Plaintiff here admitted that he did not look to see if the elevator was in proper position, nor at the dial, if any such there were above the door, to learn the possibly indicated position of the elevator in the shaft, and he made no claim of insufficiency of light. There can therefore be no doubt, that plaintiff, in further opening the door and projecting himself forward into the shaft, failed to exercise ordinary care for his own safety. He placed himself in danger not only of falling down the shaft, but also from movement of the elevator in the shaft. The unlatched elevator door, as [333]*333plaintiff approached, open as it was not to exceed four inches, was a warning signal rather than an invitation to enter. Bremer v. Pleiss, 121 Wis. 61, 98 N. W. 945.
Plaintiff contends, however, that the real proximate cause of his injuries was the alleged negligence of the elevator operator in permitting the elevator to descend from the point at which it had stopped just below the second floor and after the operator knew of- plaintiff’s peril, and that any prior negligence on his part in placing himself in such a position is immaterial because it ought not to be considered a proximate cause contributing to- his injuries.

[Materials provided]
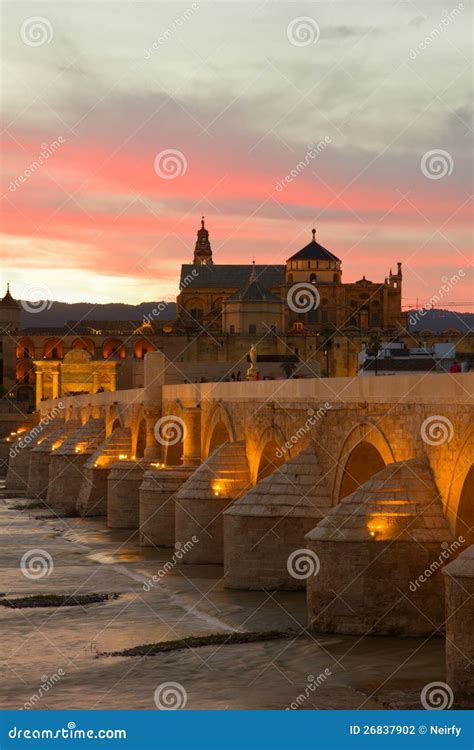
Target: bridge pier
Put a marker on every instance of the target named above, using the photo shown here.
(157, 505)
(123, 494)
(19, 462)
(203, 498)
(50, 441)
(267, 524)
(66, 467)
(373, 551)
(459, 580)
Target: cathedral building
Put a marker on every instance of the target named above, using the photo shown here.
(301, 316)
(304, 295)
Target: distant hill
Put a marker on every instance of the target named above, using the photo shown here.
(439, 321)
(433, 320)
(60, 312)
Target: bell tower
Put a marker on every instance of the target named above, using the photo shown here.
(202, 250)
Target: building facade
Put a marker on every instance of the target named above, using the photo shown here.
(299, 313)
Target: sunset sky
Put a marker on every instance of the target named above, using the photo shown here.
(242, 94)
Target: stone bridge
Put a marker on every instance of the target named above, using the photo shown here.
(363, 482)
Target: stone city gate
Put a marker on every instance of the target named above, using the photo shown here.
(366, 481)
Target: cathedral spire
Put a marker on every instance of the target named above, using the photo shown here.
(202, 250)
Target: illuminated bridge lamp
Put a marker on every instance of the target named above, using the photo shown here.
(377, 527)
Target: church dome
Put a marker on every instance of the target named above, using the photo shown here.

[Written tasks]
A - In the court opinion excerpt, how far open was the unlatched elevator door as the plaintiff approached it?
B - Copy verbatim the lines of the listing from the line with "Target: church dome" to the end of the listing, including both ends and nothing else.

[Written answers]
A - No more than four inches.

B -
Target: church dome
Put a marker on every instance of the target named above, using the photo shown here.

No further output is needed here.